### Instruction A
Return the passage of the interview on large IT projects between "Robert Blumen (RB): How" and "or transformative ones.", inclusive, copying it word for word.
### Instruction B
Answer these questions using the interview on large IT projects:
(i) Which three topics were left out because of space?
(ii) Above what cost is a large infrastructure project typically classified as large?
(iii) Besides size, which two factors are named?
### Instruction C
Continue the interview on large IT projects from where it stops.

### Selected excerpt
Topics not covered here because of space include how agile practices affect large IT projects, how to control the cost of failure, and cognitive bias’s role in project failure. Please contact us with your ideas and thoughts about this column, or any aspect of the show, at [email protected]. —Robert Blumen

Robert Blumen (RB): How large is a “large” IT project?

Alex Budzier (AB): Size is something, particularly in IT projects, that is really difficult to judge. If you’re building a very large infrastructure, like a train station, a road, or a bridge, then we typically classify a large project as one costing more than a billion dollars. But it’s difficult to say “It needs to be above a specific threshold” to be large. What we should be talking about is, “What are the problems in IT projects?” or “What is driving some of the difficulties of managing IT projects?” There are two factors besides size here: time span and whether the project is transformative to the organization. “Large” projects are either very long projects or transformative ones.

### Information provided
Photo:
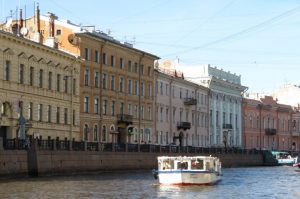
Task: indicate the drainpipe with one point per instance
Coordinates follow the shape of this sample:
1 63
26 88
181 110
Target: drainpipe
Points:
139 91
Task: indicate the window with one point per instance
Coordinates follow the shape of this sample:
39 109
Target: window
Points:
49 113
66 83
65 116
167 89
112 61
58 32
122 108
50 81
96 105
30 111
104 106
86 104
40 112
21 74
122 63
142 112
149 113
87 54
129 66
129 86
41 78
74 86
141 69
104 58
121 84
135 87
86 77
112 82
149 71
6 70
95 133
86 131
167 114
58 82
74 119
96 57
103 81
96 79
104 134
135 67
31 76
142 88
149 89
57 115
113 108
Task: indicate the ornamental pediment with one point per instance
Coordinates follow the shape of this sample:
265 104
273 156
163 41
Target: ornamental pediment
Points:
42 61
32 58
22 55
9 51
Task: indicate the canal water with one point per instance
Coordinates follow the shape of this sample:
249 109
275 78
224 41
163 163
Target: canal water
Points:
253 182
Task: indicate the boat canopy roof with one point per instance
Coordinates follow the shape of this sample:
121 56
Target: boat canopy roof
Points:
185 158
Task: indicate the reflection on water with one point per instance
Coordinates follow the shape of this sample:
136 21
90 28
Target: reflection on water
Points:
255 182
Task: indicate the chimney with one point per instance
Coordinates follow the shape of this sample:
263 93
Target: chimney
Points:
38 19
50 41
37 37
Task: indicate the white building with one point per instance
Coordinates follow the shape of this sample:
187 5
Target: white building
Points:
181 109
288 94
225 100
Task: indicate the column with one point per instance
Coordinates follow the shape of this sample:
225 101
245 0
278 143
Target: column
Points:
234 113
214 120
221 110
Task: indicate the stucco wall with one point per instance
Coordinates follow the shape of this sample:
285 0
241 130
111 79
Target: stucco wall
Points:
55 162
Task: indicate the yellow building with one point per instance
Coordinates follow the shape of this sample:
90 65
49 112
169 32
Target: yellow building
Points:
38 90
116 80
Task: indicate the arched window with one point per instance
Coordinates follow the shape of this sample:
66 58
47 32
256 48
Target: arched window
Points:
103 133
96 133
86 131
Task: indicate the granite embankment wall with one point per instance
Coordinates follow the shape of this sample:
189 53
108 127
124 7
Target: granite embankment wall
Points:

### Exercise output A
Robert Blumen (RB): How large is a “large” IT project?

Alex Budzier (AB): Size is something, particularly in IT projects, that is really difficult to judge. If you’re building a very large infrastructure, like a train station, a road, or a bridge, then we typically classify a large project as one costing more than a billion dollars. But it’s difficult to say “It needs to be above a specific threshold” to be large. What we should be talking about is, “What are the problems in IT projects?” or “What is driving some of the difficulties of managing IT projects?” There are two factors besides size here: time span and whether the project is transformative to the organization. “Large” projects are either very long projects or transformative ones.

### Exercise output B
(i) How agile practices affect large IT projects, how to control the cost of failure, and cognitive bias's role in project failure.
(ii) More than a billion dollars.
(iii) Time span and whether the project is transformative to the organization.

### Exercise output C
Jürgen Laartz (JL): One of the counterintuitive results of our joint project was that we actually didn’t find any discriminating sector, whether a project is large in the classical sense or not. One of the key questions we asked was, “Does size actually matter in terms of success rates or failure probability for IT projects?” We found that this is not the case.

AB: It’s interesting because size is the dominant criteria to define a governance structure. Most organizations we’ve worked with say that if you’re above a certain budget size, then you’re reporting to this specific board. If you’re above that budget size, then your project is seen as a higher risk, so you must report directly to the chief information officer or the [executive committee]. Often the governance structure, which is based on the need to manage high-risk projects, is by size (budget size in particular). Yet, we saw that this doesn’t have a lot to do with the success or risks of these projects.

RB: How do we classify a project as a failure?

JL: Failure is a difficult attribute to use. It’s highly subjective. A real failure is when a project is terminated—that’s undisputable. But even if a project is terminated, in some cases it’s due to a change in requirements. The question is what happens with projects. A real failure for an IT project is when it doesn’t create the impact it should have delivered. It doesn’t support a business process, or the underlying software doesn’t deliver on the analytics or whatever the task of the specific software was.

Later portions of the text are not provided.